_DATA_:
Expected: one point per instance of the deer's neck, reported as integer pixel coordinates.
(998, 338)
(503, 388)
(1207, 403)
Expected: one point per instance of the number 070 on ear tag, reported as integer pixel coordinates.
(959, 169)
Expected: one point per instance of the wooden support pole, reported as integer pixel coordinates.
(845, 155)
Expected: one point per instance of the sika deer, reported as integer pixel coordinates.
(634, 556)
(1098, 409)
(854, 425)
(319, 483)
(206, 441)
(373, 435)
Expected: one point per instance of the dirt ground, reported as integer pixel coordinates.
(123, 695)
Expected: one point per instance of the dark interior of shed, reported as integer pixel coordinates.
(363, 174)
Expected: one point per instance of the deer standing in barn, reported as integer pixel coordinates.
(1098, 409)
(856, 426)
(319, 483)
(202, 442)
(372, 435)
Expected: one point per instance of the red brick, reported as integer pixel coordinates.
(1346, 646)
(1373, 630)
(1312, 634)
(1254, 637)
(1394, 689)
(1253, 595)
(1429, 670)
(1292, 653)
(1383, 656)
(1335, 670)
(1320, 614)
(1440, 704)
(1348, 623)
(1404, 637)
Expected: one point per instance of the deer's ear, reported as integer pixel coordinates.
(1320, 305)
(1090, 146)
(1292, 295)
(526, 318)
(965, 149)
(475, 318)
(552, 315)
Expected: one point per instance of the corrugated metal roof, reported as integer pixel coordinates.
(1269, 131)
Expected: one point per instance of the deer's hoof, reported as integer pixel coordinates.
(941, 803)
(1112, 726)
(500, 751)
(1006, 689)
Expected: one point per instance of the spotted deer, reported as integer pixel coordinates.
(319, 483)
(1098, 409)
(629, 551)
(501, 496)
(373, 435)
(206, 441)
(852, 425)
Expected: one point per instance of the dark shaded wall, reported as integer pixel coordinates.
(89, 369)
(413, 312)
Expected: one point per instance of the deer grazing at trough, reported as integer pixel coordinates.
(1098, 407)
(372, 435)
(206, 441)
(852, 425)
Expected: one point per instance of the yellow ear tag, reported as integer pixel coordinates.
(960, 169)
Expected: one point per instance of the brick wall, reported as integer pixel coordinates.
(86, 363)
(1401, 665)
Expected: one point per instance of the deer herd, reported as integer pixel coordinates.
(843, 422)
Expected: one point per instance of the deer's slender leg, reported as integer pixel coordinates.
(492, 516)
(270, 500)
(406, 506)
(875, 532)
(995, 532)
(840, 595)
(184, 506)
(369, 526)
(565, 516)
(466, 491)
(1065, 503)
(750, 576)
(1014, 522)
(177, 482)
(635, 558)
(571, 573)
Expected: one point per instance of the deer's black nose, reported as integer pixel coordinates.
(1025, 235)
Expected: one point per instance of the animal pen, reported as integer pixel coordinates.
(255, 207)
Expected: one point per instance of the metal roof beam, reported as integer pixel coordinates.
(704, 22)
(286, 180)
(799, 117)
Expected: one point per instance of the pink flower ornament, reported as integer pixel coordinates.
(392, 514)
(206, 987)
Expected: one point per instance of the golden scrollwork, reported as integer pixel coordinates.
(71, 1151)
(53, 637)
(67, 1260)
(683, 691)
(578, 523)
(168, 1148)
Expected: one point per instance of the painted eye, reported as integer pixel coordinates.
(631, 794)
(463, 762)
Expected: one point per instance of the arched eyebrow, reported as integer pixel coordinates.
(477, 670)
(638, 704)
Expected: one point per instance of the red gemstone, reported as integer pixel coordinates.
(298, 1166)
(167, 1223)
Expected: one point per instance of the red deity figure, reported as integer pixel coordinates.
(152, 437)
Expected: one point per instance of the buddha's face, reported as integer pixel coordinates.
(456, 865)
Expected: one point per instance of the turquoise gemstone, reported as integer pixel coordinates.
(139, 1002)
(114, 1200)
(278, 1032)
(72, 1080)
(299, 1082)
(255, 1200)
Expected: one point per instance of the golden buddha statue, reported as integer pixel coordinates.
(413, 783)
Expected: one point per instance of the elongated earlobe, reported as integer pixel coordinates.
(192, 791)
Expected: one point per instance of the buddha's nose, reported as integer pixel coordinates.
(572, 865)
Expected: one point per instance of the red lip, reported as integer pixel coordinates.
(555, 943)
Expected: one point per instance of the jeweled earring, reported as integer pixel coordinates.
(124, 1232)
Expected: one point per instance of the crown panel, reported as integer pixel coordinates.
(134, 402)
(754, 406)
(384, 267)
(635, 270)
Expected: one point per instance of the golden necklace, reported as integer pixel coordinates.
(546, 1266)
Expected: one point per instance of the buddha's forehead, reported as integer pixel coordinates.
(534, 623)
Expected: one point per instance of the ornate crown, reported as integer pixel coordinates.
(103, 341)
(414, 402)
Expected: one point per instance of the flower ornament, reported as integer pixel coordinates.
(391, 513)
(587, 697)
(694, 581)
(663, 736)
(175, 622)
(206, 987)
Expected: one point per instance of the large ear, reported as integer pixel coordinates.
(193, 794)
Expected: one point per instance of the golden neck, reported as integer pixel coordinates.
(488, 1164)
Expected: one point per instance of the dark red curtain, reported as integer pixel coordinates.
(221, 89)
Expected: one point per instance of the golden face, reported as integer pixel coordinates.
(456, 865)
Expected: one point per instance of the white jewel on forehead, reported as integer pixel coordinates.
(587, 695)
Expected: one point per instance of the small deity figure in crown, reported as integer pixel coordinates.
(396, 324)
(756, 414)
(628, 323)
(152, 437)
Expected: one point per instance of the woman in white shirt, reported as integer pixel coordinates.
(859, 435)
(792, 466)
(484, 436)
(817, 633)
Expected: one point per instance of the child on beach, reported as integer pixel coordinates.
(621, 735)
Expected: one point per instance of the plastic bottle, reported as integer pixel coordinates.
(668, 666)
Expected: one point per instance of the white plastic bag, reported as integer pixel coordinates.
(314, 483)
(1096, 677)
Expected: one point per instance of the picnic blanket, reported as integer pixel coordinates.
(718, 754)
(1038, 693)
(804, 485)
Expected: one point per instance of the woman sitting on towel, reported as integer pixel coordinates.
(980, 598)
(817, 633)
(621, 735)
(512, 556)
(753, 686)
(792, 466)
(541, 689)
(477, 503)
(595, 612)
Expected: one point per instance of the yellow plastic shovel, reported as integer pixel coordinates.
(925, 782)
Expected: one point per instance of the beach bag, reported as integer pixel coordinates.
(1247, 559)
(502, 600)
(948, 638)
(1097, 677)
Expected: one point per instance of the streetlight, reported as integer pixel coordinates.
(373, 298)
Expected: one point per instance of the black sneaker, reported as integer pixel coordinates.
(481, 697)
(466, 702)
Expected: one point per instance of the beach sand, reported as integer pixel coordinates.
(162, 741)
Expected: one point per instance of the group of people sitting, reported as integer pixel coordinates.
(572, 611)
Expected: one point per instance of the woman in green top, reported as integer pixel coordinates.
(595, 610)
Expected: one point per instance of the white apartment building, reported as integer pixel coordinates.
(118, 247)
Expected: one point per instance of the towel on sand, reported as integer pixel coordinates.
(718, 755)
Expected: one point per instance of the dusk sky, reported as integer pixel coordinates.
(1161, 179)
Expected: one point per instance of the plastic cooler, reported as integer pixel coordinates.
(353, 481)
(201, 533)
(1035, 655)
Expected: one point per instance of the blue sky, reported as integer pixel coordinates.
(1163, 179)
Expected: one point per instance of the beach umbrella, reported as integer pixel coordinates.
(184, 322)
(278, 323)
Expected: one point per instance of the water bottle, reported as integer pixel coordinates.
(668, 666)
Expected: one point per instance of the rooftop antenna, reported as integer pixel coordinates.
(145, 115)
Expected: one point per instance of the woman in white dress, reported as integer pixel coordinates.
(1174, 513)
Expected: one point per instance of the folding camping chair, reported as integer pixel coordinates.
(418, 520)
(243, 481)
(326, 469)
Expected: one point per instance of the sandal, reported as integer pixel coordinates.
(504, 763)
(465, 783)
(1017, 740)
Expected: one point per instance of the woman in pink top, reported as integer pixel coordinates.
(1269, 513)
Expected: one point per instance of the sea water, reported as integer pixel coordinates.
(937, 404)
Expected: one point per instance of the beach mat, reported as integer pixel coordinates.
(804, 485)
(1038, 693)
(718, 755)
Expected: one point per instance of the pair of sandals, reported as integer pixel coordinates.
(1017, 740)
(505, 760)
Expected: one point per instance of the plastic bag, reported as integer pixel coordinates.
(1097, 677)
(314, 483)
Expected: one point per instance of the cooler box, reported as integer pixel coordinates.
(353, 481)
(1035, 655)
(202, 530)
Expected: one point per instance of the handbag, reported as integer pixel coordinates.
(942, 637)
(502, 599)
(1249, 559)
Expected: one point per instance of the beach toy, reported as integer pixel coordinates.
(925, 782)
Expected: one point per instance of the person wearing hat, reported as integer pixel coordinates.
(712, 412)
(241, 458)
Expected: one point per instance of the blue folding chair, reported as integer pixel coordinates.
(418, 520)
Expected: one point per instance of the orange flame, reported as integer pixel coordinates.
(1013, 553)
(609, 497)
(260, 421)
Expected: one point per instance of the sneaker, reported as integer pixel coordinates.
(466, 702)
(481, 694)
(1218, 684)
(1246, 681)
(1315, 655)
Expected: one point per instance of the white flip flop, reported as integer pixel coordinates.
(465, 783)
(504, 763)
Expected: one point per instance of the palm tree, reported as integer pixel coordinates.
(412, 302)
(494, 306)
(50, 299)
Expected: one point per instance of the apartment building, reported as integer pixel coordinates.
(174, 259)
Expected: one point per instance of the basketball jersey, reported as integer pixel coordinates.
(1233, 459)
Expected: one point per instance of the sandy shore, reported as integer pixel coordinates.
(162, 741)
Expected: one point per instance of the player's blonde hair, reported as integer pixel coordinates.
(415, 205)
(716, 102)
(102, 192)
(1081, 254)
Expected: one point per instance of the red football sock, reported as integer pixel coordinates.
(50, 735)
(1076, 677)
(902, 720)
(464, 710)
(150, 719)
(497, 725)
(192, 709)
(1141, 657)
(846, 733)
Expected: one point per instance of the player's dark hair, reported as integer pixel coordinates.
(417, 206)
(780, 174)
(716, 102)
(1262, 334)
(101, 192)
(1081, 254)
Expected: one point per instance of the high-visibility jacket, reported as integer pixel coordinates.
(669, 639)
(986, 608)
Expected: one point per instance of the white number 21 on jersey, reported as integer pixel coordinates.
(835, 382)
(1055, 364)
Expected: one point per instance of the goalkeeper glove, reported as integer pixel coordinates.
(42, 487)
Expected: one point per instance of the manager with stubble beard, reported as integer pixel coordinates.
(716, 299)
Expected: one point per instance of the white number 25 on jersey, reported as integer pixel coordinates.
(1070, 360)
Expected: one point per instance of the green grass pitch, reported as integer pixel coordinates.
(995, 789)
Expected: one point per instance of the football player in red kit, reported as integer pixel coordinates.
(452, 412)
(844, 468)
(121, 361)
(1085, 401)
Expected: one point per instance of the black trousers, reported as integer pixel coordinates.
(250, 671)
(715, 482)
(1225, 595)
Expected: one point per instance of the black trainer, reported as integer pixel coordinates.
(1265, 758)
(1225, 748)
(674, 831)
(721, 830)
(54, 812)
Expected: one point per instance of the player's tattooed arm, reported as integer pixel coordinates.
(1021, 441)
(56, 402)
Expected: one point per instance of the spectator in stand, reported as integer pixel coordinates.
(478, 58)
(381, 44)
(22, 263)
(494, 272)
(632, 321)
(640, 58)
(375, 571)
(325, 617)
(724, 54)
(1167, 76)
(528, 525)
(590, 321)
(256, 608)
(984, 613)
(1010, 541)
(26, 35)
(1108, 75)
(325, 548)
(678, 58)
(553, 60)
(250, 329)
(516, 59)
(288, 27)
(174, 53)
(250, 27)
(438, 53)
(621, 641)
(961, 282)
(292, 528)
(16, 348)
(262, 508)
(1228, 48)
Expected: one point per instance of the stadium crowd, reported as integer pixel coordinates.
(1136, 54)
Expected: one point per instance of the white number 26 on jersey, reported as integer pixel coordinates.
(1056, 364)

_GIVEN INSTRUCTION_:
Update the part that opens with the line containing "Expected: one point per instance of the black sneaker, reported" and closes with the line containing "(1174, 513)" by changing "plastic cooler" to "ice chest" and keeping every other word and line as it is. Give only those lines.

_ANSWER BELOW_:
Expected: one point per instance of the black sneaker, reported as integer pixel coordinates.
(481, 697)
(466, 702)
Expected: one point per instance of the beach sand, reported as integer pixel coordinates.
(162, 741)
Expected: one point per instance of the group of people sitting, reported as integer pixel coordinates.
(572, 611)
Expected: one point per instance of the woman in green top, reported as integer pixel coordinates.
(595, 610)
Expected: one point per instance of the white apartment building, reported as integer pixel coordinates.
(118, 247)
Expected: one point per instance of the towel on sand, reported as integer pixel coordinates.
(718, 755)
Expected: one point per instance of the dusk sky, reported as integer pixel coordinates.
(1161, 179)
Expected: one point per instance of the ice chest, reported as integer pixel coordinates.
(353, 481)
(201, 533)
(1035, 655)
Expected: one point per instance of the blue sky, reported as integer pixel coordinates.
(1163, 179)
Expected: one point per instance of the beach umbrella, reported as integer pixel coordinates.
(184, 322)
(278, 323)
Expected: one point per instance of the water bottle, reported as integer pixel coordinates.
(668, 666)
Expected: one point per instance of the rooftop antenna, reported as integer pixel coordinates.
(145, 115)
Expected: one point per instance of the woman in white dress, reported as integer pixel coordinates.
(1174, 513)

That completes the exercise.